In questo paesaggio crudo ed essenziale, in un giorno ed in un tempo indefiniti, forse la seconda metà dell’ 800, due amici, un ragazzo senza nome ed un uomo con un libro sottobraccio ( il “ Paradiso perduto “ di Milton ) salgono a bordo di un peschereccio, uniti dalla propria amicizia e dall’ amore per libri e parole.
Il ragazzo segue lo sguardo dell’ amico, vuole realizzare qualcosa in questa vita, imparare le lingue, vedere il mondo, leggere mille libri, arrivare all’ essenza delle cose, qualunque essa sia.
Ma solo le preghiere ed il buon senso sono in grado di proteggere uomini che si spingono al largo e, nonostante il potere delle parole possa cambiare il mondo, consolarci ed asciugare le nostre anime, esse da sole non bastano.
La forza della tempesta e del mare in burrasca si riprende quello che ci ha donato ed una banale dimenticanza, inseguendo parole necessarie per vivere, strappa una vita gettandoci nella disperazione più nera.
Ed allora la lettura di una poesia può portare all’ assideramento, un semplice indumento mancante, una cerata, diviene il confine tra la vita e la morte, mentre si pronuncia un semplice verso: “ nulla mi delizia più di te “.

Problema 1: Ripeti integralmente l'estratto fornito, senza alcuna modifica.

Dati del compito:
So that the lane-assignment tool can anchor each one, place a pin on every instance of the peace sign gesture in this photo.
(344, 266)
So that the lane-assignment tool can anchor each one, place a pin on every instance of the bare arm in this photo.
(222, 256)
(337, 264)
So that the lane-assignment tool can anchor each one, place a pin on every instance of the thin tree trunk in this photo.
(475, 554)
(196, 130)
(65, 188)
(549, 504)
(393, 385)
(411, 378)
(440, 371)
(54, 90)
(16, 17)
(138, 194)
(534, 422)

Problema 2: Riscrivi le righe dell'elenco a partire da quella con "trunk in this photo." fino alla fine dell'elenco, sostituendo "thin tree trunk" con "narrow tree trunk" e lasciando tutto il resto invariato.

Risposta corretta 1:
In questo paesaggio crudo ed essenziale, in un giorno ed in un tempo indefiniti, forse la seconda metà dell’ 800, due amici, un ragazzo senza nome ed un uomo con un libro sottobraccio ( il “ Paradiso perduto “ di Milton ) salgono a bordo di un peschereccio, uniti dalla propria amicizia e dall’ amore per libri e parole.
Il ragazzo segue lo sguardo dell’ amico, vuole realizzare qualcosa in questa vita, imparare le lingue, vedere il mondo, leggere mille libri, arrivare all’ essenza delle cose, qualunque essa sia.
Ma solo le preghiere ed il buon senso sono in grado di proteggere uomini che si spingono al largo e, nonostante il potere delle parole possa cambiare il mondo, consolarci ed asciugare le nostre anime, esse da sole non bastano.
La forza della tempesta e del mare in burrasca si riprende quello che ci ha donato ed una banale dimenticanza, inseguendo parole necessarie per vivere, strappa una vita gettandoci nella disperazione più nera.
Ed allora la lettura di una poesia può portare all’ assideramento, un semplice indumento mancante, una cerata, diviene il confine tra la vita e la morte, mentre si pronuncia un semplice verso: “ nulla mi delizia più di te “.

Risposta corretta 2:
So that the lane-assignment tool can anchor each one, place a pin on every instance of the narrow tree trunk in this photo.
(475, 554)
(196, 130)
(65, 188)
(549, 504)
(393, 385)
(411, 378)
(440, 371)
(54, 90)
(16, 17)
(138, 194)
(534, 422)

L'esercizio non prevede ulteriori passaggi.